◆ Text section:
|SONG, MINGHUI - Shanghai Jiaotong University|
|YALONG, BAI - Shanghai Jiaotong University|
|JIE, XU - Shanghai Jiaotong University|
|CHUNLEI, SHI - Shanghai Jiaotong University|
|SHI, XAINMING - Shanghai Jiaotong University|
Submitted to: International Journal of Food Microbiology
Publication Type: Peer Reviewed Journal
Publication Acceptance Date: 11/22/2014
Publication Date: 11/29/2014
Citation: Song, M., Yalong, B., Jie, X., Carter, M.Q., Chunlei, S., Shi, X. 2014. Characterization of foodborne Staphylococcus aureus isolates: association of toxin gene profile with genotype and food commodities in Shanghai, China. International Journal of Food Microbiology. doi: 10.1016/j.ijfoodmicro.2014.11.020.
Interpretive Summary: The bacterial pathogen Staphylococcus aureus is often found in food. In this study, we compared the common and different features of S. aureus food isolates with strains that are known to cause severe human infections. A total of 142 Staphylococcus aureus strains were isolated from five different commercial foods in Shanghai, China. First, we found that these food isolates differed largely in their genetic makeup (genotype). Using different strain classification methods, we categorized these 142 strains to 16 MLST Clone Complexes (CCs), 34 spa types, and 6 agr groups. We then examined the presence of genes encoding S. aureus toxins and found that about 72.5% of S. aureus isolates were positive for at least one toxin gene. Thus, those isolates were considered as toxigenic strains. We further investigated if a particular food was associated with a particular toxigenic strain and discovered that high percentages of milk and meat isolates were carrying toxin genes. Additionally, S. aureus isolates from milk, meat and bean products contained more toxin genes (toxin gene content) and exhibited greater toxin gene diversity than those from frozen foods or fresh vegetables/fruits. Taking together, our data suggest that, in addition to milk and meat, bean products also served as a potential source of highly toxigenic S. aureus.

◆ Referring expression data:
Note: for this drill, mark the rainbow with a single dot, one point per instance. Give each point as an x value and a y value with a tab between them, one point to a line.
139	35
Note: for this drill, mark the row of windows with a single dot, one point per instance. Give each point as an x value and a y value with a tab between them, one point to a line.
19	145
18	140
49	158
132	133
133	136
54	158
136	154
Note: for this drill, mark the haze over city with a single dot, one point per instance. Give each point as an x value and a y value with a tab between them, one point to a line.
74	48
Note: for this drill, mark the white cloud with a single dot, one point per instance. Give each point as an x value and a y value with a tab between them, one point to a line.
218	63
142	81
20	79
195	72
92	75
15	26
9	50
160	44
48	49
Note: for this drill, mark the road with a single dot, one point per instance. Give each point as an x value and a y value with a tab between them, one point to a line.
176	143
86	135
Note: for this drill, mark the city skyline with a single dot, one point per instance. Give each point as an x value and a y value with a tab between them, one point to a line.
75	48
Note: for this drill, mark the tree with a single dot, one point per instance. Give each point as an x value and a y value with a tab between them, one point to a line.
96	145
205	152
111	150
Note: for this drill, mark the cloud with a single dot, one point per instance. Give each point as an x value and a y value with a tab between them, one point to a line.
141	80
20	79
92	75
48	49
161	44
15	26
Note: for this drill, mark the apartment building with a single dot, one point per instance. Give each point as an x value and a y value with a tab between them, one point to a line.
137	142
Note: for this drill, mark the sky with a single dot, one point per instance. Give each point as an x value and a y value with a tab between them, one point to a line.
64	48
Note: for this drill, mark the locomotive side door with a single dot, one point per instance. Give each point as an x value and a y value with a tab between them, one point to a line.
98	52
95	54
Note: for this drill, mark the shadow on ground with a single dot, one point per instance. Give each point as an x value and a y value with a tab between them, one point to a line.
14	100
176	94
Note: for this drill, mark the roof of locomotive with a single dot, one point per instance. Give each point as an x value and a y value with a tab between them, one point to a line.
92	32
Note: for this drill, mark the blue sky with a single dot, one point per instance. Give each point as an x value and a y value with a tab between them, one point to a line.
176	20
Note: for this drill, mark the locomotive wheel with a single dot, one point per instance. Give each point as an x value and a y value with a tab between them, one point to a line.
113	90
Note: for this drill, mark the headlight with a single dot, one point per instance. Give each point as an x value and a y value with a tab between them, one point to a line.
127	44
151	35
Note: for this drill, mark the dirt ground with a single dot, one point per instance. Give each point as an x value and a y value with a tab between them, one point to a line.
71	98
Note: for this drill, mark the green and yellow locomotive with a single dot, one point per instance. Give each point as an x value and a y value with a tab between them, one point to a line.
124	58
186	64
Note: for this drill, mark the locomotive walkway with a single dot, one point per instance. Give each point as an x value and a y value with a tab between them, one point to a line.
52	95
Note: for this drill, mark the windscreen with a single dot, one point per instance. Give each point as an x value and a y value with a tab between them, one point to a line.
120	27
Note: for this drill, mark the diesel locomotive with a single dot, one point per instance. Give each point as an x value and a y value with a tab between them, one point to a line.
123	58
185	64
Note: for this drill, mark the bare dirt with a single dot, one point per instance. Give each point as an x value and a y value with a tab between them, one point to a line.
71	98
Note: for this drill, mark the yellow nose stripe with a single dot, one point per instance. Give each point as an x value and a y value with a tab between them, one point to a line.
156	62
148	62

◆ Parts of the exercise:
a) According to the Staphylococcus aureus summary, what share of the isolates carried at least one toxin gene?
b) Carry on the Staphylococcus aureus summary from its last sentence.
This material plays no part here.

◆ Answer list:
a) About 72.5% of the isolates.

b)
Technical Abstract: Staphylococcus aureus is an important clinical and foodborne pathogen. Zoonotic risk of transmission to humans highlights the need to understand the ecology of S. aureus in various foods. We characterized the genetic diversity and the distribution of 25 toxin genes in 142 foodborne Staphylococcus aureus isolates. The genotypes were determined by MLST, spa and agr typing; toxin genes were detected by PCR and verified by sequencing. The S. aureus isolates were grouped in 16 MLST Clone Complexes (CCs), 34 spa types, and 6 agr groups. CC188-t189-' was the dominant and the only common genotype among S. aureus isolates from various foods. 72.5% of S. aureus isolates were positive for at least one targeted toxin gene, thus were considered as toxigenic strains. A high percentage of toxigenic strains were found in both milk (89.7%) and meat (80.0%) isolates. S. aureus isolates from milk, meat and bean products carried more toxin genes and exhibited greater diversity of toxin genes than those from frozen foods or fresh vegetables/fruits. The average number of toxin genes for CC5, CC9, CC20, CC50, and CC72 was above 5, significantly higher than any other CCs, indicating a link of highly toxigenic strains to certain genotypes. Distinct toxin gene profiles were observed for strains with identical genotypes, suggesting a role of horizontal gene transfer in emergence of toxigenic S. aureus strains. Our study revealed that, in addition to milk and meat, bean products also served as an important source of highly toxigenic S. aureus.